# Easiest to grow



## Clownloachlover (Apr 21, 2010)

NOOB HERE....what are the easiest plants to grow in low to medium lighting, no CO2, basic gravel substrate. a list of common names would be great.
thanks


----------



## TomC (Apr 21, 2010)

Hornwort, Elodia, Java Moss, Java Fern, Hygro, and the evil Duckweed.


----------



## Dawna (Jul 29, 2013)

TomC said:


> Hornwort, Elodia, Java Moss, Java Fern, Hygro, and the evil Duckweed.


I like how the adjective is only placed on the duckweed 

I feel like java moss is the hardiest. They are like impossible to kill unless you let it dry out.


----------



## Bunny (Oct 13, 2013)

———

The request:
Could you extend the thread above on easy low-light aquarium plants by writing the post that comes under its last header?

Extracted information:
———

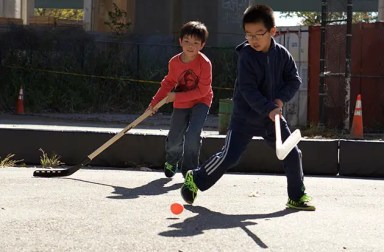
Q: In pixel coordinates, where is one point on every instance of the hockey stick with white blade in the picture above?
(73, 169)
(283, 149)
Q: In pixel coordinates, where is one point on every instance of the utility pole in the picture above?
(322, 87)
(348, 43)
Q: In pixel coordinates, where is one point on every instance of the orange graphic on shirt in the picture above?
(188, 80)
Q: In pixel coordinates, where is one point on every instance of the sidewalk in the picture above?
(128, 210)
(158, 121)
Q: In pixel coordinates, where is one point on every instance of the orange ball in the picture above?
(177, 208)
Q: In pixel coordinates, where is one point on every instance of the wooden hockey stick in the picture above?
(73, 169)
(283, 149)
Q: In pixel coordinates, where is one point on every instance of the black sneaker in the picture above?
(169, 169)
(301, 204)
(189, 188)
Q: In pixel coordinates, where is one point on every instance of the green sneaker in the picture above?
(189, 188)
(169, 169)
(301, 204)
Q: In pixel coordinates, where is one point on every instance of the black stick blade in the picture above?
(49, 173)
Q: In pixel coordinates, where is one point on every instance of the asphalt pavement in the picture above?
(129, 210)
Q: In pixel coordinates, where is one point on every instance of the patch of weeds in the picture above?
(52, 161)
(8, 161)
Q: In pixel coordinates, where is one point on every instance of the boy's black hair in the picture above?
(194, 29)
(259, 13)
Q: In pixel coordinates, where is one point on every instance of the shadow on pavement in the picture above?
(207, 219)
(156, 187)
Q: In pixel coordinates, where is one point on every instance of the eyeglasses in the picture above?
(256, 36)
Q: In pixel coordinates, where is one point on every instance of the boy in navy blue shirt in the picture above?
(267, 77)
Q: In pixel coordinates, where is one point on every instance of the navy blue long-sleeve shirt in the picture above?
(262, 78)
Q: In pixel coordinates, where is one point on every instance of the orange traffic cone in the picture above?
(357, 123)
(20, 102)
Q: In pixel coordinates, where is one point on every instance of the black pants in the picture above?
(236, 142)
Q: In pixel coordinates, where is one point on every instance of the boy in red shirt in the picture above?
(188, 85)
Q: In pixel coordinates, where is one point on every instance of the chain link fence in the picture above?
(65, 69)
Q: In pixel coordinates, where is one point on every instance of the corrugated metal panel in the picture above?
(295, 39)
(367, 74)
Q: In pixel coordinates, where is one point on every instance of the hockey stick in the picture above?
(73, 169)
(283, 149)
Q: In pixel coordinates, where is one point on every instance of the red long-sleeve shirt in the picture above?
(192, 80)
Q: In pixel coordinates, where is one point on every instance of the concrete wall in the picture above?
(320, 157)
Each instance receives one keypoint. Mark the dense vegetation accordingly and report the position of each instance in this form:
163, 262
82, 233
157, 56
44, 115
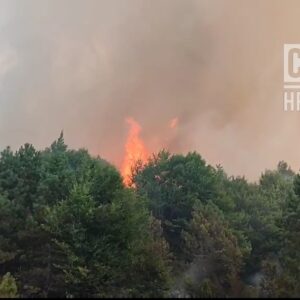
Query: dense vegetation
70, 228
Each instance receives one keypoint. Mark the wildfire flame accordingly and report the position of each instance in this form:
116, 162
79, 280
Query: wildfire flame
135, 150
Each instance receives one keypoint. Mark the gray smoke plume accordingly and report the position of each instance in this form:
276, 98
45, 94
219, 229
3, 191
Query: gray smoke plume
84, 66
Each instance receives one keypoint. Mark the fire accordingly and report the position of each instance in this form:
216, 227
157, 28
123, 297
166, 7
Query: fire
135, 150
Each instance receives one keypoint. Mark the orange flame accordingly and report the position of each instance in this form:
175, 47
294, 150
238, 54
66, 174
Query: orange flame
135, 150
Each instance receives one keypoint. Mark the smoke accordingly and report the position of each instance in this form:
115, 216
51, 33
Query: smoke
85, 66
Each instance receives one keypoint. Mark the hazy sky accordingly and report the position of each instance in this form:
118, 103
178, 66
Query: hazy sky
84, 66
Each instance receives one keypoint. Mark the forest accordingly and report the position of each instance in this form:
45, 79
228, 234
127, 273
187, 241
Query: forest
70, 228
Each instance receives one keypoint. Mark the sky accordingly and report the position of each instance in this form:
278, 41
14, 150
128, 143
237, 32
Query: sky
84, 66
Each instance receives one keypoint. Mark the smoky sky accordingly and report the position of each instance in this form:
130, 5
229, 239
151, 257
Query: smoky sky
84, 66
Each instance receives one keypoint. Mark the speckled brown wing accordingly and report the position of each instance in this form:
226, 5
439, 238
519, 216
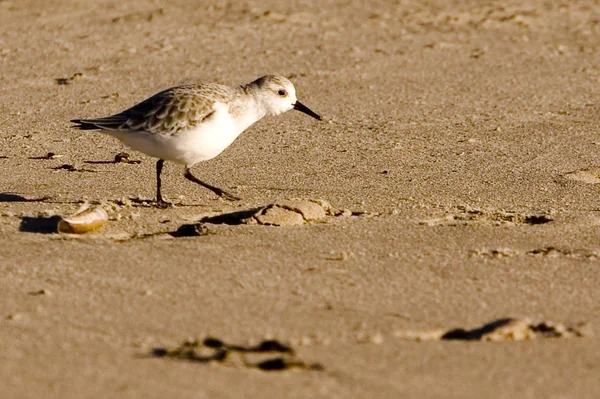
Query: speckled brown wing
168, 112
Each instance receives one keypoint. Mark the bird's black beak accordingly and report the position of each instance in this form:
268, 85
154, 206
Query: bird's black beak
298, 106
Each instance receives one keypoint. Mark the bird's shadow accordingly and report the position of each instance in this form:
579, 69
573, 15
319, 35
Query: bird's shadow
39, 224
12, 197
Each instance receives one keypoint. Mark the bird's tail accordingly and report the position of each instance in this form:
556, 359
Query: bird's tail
83, 124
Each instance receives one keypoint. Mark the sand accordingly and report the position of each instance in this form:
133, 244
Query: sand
459, 147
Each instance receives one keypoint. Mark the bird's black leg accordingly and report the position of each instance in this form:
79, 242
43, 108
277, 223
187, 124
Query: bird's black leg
160, 202
221, 193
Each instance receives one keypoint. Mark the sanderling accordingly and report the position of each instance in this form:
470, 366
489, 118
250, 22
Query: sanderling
193, 123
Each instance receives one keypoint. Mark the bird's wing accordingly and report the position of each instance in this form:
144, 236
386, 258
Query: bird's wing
168, 112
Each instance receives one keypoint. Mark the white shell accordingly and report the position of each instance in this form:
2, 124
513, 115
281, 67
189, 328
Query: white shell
86, 219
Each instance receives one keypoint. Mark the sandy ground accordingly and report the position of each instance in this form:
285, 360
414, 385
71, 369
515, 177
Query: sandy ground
452, 129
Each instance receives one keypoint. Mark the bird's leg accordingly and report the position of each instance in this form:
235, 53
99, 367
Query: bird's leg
160, 202
221, 193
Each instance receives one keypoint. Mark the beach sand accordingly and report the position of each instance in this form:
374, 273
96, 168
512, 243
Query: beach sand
457, 151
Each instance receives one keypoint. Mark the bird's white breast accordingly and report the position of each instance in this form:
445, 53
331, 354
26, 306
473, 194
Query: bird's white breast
201, 143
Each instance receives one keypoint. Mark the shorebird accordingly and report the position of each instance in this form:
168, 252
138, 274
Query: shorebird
193, 123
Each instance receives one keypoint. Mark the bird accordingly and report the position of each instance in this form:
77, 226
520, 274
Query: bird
192, 123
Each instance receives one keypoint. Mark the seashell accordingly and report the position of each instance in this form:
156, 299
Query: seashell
86, 219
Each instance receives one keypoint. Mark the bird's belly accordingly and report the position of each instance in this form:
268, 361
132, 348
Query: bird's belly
186, 147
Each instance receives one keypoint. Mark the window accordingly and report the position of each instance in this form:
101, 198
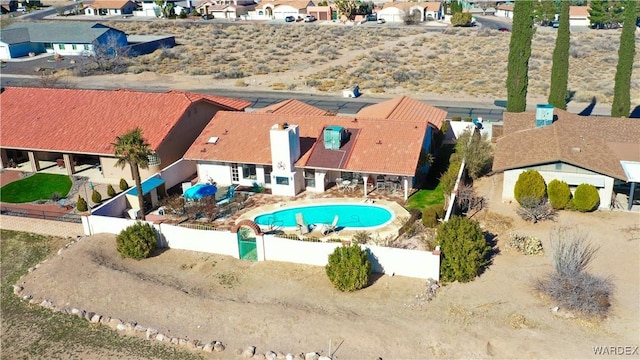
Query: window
310, 178
249, 171
235, 177
267, 174
282, 180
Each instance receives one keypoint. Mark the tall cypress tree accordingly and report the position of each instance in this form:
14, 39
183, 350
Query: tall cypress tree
622, 88
519, 54
560, 67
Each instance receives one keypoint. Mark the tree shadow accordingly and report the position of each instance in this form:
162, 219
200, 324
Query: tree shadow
589, 109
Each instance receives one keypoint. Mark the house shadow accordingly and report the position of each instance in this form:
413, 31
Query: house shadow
589, 109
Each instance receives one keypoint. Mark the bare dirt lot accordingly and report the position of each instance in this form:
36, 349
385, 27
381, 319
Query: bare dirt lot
293, 308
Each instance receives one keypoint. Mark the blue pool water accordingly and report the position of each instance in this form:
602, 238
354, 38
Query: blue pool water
349, 215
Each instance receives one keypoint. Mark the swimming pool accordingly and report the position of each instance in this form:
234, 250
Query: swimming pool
349, 215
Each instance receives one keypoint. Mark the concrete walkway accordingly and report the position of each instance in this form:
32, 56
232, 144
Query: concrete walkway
39, 226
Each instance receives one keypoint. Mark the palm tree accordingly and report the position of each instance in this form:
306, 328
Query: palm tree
132, 149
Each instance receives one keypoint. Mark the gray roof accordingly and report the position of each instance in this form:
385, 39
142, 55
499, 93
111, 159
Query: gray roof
14, 36
69, 32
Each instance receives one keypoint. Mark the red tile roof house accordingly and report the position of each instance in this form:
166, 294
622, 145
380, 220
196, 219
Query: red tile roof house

———

The output:
I dunno about the java moss... I think I managed to kill mine... It just never did anything and it's been in my tank for a couple of months now :/

I've had good luck with java fern though. Also vallisneria has grown well for me. I think I'm a bit short on nutrients for it, but it still keeps growing and it's made a couple of new plantlets in the same time it's taken my water wisteria to all but die....

If you get java fern - if you see small leaves looking a bit translucent/seen through on the tips: that is normal and indicates healthy growth (some people think its bad and remove the leaves...). 
Also, brown things growing on the tips of older leaves are likely to be new baby plantlets - let them grow for a while and get a couple of leaves then you can replant them 

Sent from Petguide.com Free App


----------



## skabooya (Jun 15, 2010)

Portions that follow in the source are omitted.